◆ Given problem: Repeat word for word everything from the line containing "Place a marker on every instance of the house" down to the end of the data, both ends included, and leave the pictures out.

◆ Extracted material:
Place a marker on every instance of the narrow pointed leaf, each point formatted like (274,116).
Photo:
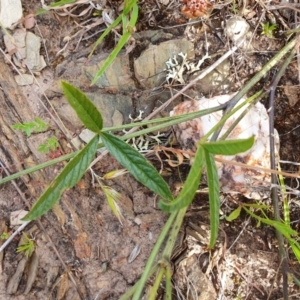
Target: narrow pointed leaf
(84,107)
(190,187)
(69,176)
(214,197)
(229,147)
(137,165)
(123,40)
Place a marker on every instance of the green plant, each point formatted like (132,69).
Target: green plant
(50,144)
(27,245)
(4,236)
(268,29)
(145,173)
(128,18)
(36,126)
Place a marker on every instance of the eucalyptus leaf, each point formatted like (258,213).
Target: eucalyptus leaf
(136,164)
(85,109)
(69,176)
(190,187)
(229,147)
(234,215)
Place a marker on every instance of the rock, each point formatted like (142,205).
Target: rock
(10,12)
(237,29)
(107,104)
(117,77)
(150,65)
(16,43)
(217,80)
(253,184)
(33,60)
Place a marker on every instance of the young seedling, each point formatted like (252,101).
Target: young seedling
(27,246)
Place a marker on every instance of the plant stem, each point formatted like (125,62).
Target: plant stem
(274,189)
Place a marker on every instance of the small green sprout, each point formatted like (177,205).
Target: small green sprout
(268,29)
(37,125)
(27,246)
(4,236)
(50,144)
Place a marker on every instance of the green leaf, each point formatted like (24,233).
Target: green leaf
(52,143)
(235,214)
(122,41)
(229,147)
(296,248)
(70,175)
(214,196)
(85,109)
(190,187)
(136,164)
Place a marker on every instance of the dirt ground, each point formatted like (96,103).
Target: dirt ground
(86,239)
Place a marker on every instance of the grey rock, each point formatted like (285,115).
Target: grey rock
(107,104)
(117,118)
(10,12)
(33,45)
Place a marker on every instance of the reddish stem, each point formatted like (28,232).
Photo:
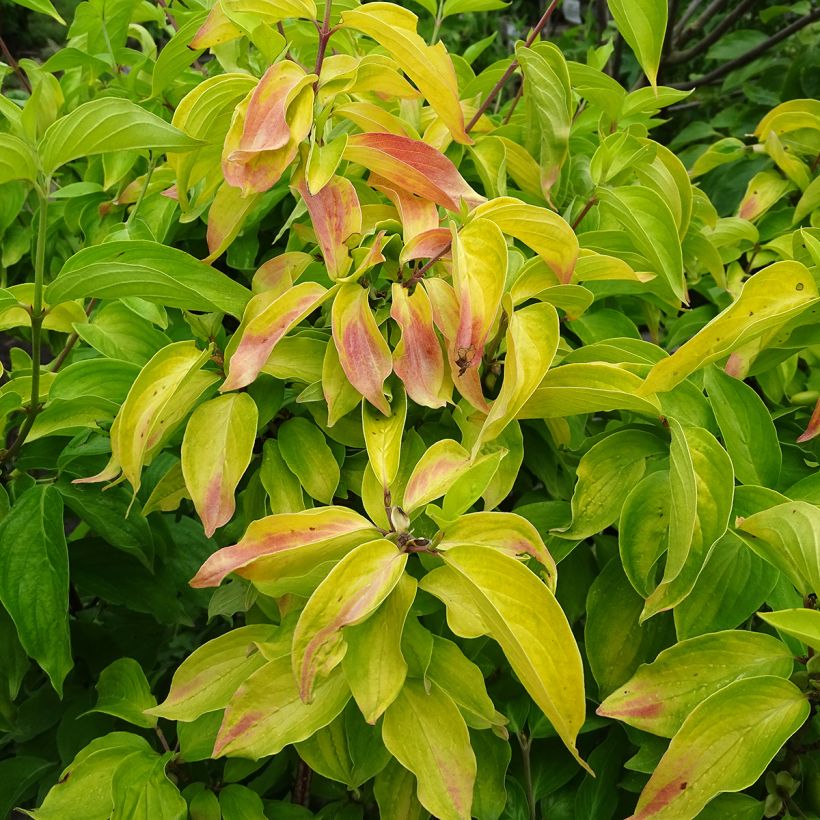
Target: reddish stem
(539,26)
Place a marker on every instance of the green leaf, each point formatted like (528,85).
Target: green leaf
(642,23)
(518,611)
(123,691)
(152,271)
(352,591)
(104,125)
(207,679)
(725,744)
(34,579)
(373,664)
(649,223)
(606,474)
(803,624)
(747,428)
(788,537)
(767,301)
(424,730)
(216,451)
(17,160)
(305,451)
(267,713)
(701,485)
(660,696)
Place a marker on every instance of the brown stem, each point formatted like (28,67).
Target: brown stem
(324,35)
(752,54)
(539,26)
(715,34)
(301,789)
(15,66)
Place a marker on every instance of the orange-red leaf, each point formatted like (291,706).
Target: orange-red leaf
(414,166)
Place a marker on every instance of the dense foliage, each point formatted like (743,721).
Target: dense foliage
(389,436)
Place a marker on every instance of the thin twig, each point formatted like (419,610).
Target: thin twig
(752,54)
(715,34)
(539,26)
(15,66)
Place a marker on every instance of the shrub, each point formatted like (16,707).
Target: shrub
(485,442)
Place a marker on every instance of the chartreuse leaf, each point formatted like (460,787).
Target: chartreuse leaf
(519,612)
(606,474)
(266,713)
(701,494)
(588,387)
(649,223)
(383,437)
(123,691)
(747,428)
(34,579)
(660,695)
(104,125)
(767,300)
(429,67)
(442,464)
(17,160)
(375,685)
(725,744)
(803,624)
(216,451)
(507,532)
(85,785)
(352,591)
(306,452)
(642,23)
(288,545)
(788,537)
(268,317)
(531,340)
(424,730)
(207,679)
(151,271)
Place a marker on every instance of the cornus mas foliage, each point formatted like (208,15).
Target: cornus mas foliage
(423,449)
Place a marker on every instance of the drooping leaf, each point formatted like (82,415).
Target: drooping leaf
(352,591)
(426,733)
(216,451)
(34,579)
(660,695)
(725,744)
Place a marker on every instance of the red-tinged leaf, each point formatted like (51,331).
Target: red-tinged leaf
(267,127)
(506,532)
(418,358)
(216,29)
(352,591)
(545,232)
(279,273)
(479,274)
(445,306)
(225,219)
(813,428)
(363,352)
(432,244)
(265,322)
(437,471)
(274,535)
(417,215)
(336,215)
(414,166)
(429,67)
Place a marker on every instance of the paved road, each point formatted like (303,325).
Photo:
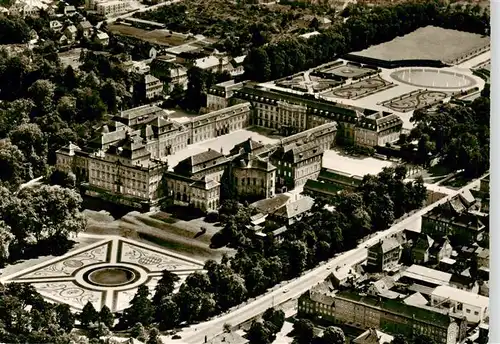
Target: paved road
(196,334)
(144,9)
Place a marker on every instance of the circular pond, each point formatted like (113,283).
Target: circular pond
(111,276)
(433,78)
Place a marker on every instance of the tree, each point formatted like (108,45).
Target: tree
(167,313)
(32,142)
(141,309)
(274,317)
(6,238)
(165,286)
(139,332)
(46,214)
(176,96)
(42,93)
(154,336)
(65,317)
(258,334)
(257,65)
(88,315)
(106,317)
(399,339)
(13,114)
(195,92)
(63,178)
(333,335)
(12,168)
(303,330)
(109,96)
(70,80)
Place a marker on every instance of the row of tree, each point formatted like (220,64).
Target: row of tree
(260,264)
(459,134)
(25,317)
(46,105)
(364,26)
(38,220)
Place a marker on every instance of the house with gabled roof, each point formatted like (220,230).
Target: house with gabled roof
(384,255)
(86,28)
(209,163)
(248,146)
(373,336)
(253,177)
(378,129)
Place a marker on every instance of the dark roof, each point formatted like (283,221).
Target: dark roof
(380,121)
(187,165)
(267,206)
(85,25)
(385,245)
(253,162)
(274,96)
(297,152)
(328,175)
(141,111)
(201,158)
(248,146)
(399,308)
(322,187)
(290,210)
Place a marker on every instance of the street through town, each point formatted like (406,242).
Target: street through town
(196,334)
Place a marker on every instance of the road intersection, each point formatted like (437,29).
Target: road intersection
(196,334)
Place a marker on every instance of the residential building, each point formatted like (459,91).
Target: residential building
(112,7)
(424,276)
(28,8)
(164,137)
(291,113)
(322,135)
(86,28)
(420,251)
(378,129)
(396,317)
(471,305)
(70,32)
(69,10)
(330,182)
(178,76)
(390,316)
(237,66)
(153,87)
(210,163)
(202,193)
(212,63)
(102,38)
(483,258)
(219,96)
(138,116)
(248,147)
(441,249)
(55,25)
(373,336)
(292,212)
(296,163)
(384,255)
(270,205)
(456,220)
(120,171)
(253,177)
(220,122)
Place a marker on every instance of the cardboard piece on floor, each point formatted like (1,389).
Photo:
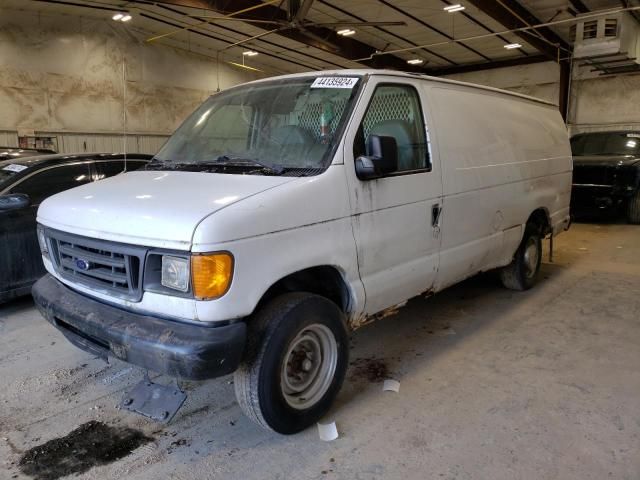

◆ Answer in full:
Place a marker on every instance of the house with gabled roof, each point formatted like (220,230).
Target: house with gabled roof
(384,255)
(86,28)
(209,163)
(248,146)
(373,336)
(253,177)
(378,129)
Place a marker on every instance of the dark roof, each point formatted like (283,221).
Target: dark roof
(380,121)
(187,165)
(267,206)
(85,25)
(385,245)
(253,162)
(274,96)
(297,152)
(328,175)
(141,111)
(201,158)
(248,146)
(399,308)
(322,187)
(290,210)
Place a marker on every instance of the street through town, each point formatted like (406,242).
Target: street through town
(196,334)
Place a marker on every instance of the road intersection, each point formatted like (437,29).
Target: road intersection
(196,334)
Place a marker on every instance of the residential building, each point formatted like (459,91).
Target: residential building
(112,7)
(424,276)
(28,8)
(164,137)
(291,113)
(322,135)
(86,28)
(420,251)
(378,129)
(396,317)
(471,305)
(70,32)
(69,10)
(330,182)
(178,76)
(390,316)
(237,66)
(153,87)
(210,163)
(202,193)
(212,63)
(102,38)
(483,258)
(219,96)
(138,116)
(248,147)
(441,249)
(55,25)
(373,336)
(292,212)
(296,163)
(384,255)
(270,205)
(456,220)
(120,171)
(253,177)
(220,122)
Place a marker on every instance of the cardboard piece on floor, each point formatted like (1,389).
Photo:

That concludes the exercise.